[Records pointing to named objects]
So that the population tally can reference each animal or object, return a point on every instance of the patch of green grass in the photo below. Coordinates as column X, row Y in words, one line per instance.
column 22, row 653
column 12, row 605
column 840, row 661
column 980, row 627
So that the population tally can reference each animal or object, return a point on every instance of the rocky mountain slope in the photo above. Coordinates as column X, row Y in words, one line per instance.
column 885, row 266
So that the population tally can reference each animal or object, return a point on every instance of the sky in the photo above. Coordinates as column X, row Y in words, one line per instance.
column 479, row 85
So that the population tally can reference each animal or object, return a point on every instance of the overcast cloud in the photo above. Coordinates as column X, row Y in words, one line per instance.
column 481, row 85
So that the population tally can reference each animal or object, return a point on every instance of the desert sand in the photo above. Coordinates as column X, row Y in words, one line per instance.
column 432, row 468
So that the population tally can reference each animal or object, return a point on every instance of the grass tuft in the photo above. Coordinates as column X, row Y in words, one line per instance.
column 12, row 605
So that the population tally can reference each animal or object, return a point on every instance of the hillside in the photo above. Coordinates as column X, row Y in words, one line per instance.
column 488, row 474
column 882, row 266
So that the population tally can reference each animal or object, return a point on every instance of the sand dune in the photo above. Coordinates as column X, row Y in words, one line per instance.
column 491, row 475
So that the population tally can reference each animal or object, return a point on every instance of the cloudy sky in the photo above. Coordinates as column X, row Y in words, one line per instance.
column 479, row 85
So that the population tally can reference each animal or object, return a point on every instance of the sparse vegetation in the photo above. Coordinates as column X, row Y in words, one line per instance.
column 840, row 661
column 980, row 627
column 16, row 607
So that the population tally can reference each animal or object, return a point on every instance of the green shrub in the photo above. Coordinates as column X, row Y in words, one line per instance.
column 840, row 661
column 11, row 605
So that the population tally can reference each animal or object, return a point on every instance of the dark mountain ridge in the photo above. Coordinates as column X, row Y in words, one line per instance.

* _Challenge_
Express the lines above as a Markdown table with two columns, Row and Line. Number each row and leave out any blank lines.

* _Problem solution_
| Row | Line |
|---|---|
| 1 | So that the population tally can reference each animal or object, return a point on every instance of the patch of green grass in the photo below. Coordinates as column X, row Y in words, one line per instance. |
| 2 | column 22, row 653 |
| 3 | column 12, row 605 |
| 4 | column 840, row 661 |
| 5 | column 980, row 627 |
| 6 | So that the population tally can reference each animal or object, return a point on every instance of the rocky mountain slope in the photo above. Coordinates as column X, row Y in words, one line per instance. |
| 7 | column 885, row 266 |
| 8 | So that the population tally can reference each animal or object, return a point on every instance of the sky in the photo above. Coordinates as column X, row Y in words, one line per instance. |
| 9 | column 479, row 85 |
| 10 | So that the population tally can reference each animal or object, return a point on every instance of the overcast cloud in the photo above. Coordinates as column X, row Y in words, one line per instance. |
| 11 | column 481, row 85 |
| 12 | So that the population tally can reference each animal or object, return a point on every instance of the desert sand in the photo above. Coordinates as column X, row Y in words, one line per instance. |
| 13 | column 432, row 468 |
| 14 | So that the population tally can reference each animal or object, return a point on every instance of the grass tuft in the photo above. Coordinates as column X, row Y in words, one line per instance. |
| 15 | column 12, row 605 |
| 16 | So that the population tally can reference each animal or object, return a point on every instance of the hillside in the photo above. Coordinates as column X, row Y in words, one line per instance. |
| 17 | column 488, row 474 |
| 18 | column 882, row 266 |
| 19 | So that the population tally can reference each animal or object, return a point on every instance of the sand dune in the photo above. Coordinates as column X, row Y in words, one line per instance. |
| 20 | column 491, row 475 |
| 21 | So that the population tally can reference each animal or object, return a point on every instance of the cloudy sky in the photo above. Coordinates as column X, row Y in words, one line per instance. |
| 22 | column 479, row 85 |
| 23 | So that the population tally can reference each animal or object, return a point on every instance of the sparse vegetation in the photo above. Coordinates as column X, row Y in words, one line per instance. |
| 24 | column 840, row 661 |
| 25 | column 980, row 627 |
| 26 | column 16, row 607 |
| 27 | So that the population tally can reference each animal or object, return a point on every instance of the green shrub in the photo above. Coordinates as column X, row Y in words, one line per instance. |
| 28 | column 840, row 661 |
| 29 | column 11, row 605 |
| 30 | So that the population tally can reference each animal or object, return a point on every instance of the dark mountain ridge in the photo above. Coordinates as column X, row Y in words, one line per instance. |